Task directions: Arrange the rows below as a two-column CSV with the headers request and response. Give one line per row, putting the request text and its answer each in a single quoted field with line breaks replaced by spaces, and leave out the pictures.

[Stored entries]
---

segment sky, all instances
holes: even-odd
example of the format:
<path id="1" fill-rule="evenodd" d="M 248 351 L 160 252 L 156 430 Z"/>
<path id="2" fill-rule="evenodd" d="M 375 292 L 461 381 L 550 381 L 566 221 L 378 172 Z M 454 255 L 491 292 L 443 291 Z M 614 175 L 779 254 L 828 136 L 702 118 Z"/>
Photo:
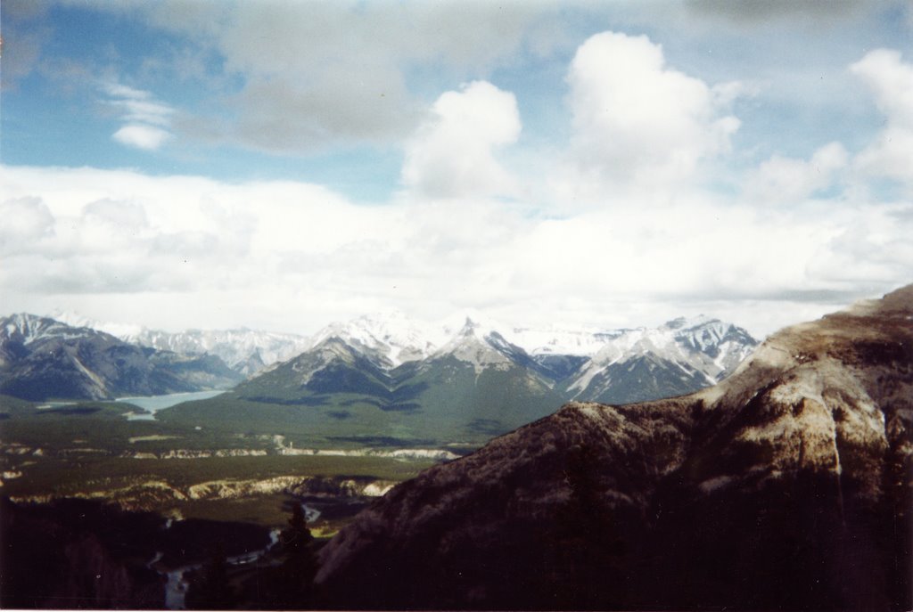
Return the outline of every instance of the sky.
<path id="1" fill-rule="evenodd" d="M 913 3 L 4 0 L 0 314 L 758 337 L 913 282 Z"/>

---

Correct output:
request,response
"segment sky, all instances holes: even-odd example of the format: <path id=""1"" fill-rule=""evenodd"" d=""M 248 351 L 160 252 L 156 430 Z""/> <path id=""2"" fill-rule=""evenodd"" d=""M 375 292 L 461 381 L 550 381 L 566 221 L 378 172 Z M 454 255 L 491 292 L 443 291 Z M 614 175 L 779 254 L 828 136 L 702 118 Z""/> Photo: Return the outline of every instance of the sky.","<path id=""1"" fill-rule=""evenodd"" d=""M 913 3 L 4 0 L 0 314 L 758 337 L 913 282 Z""/>"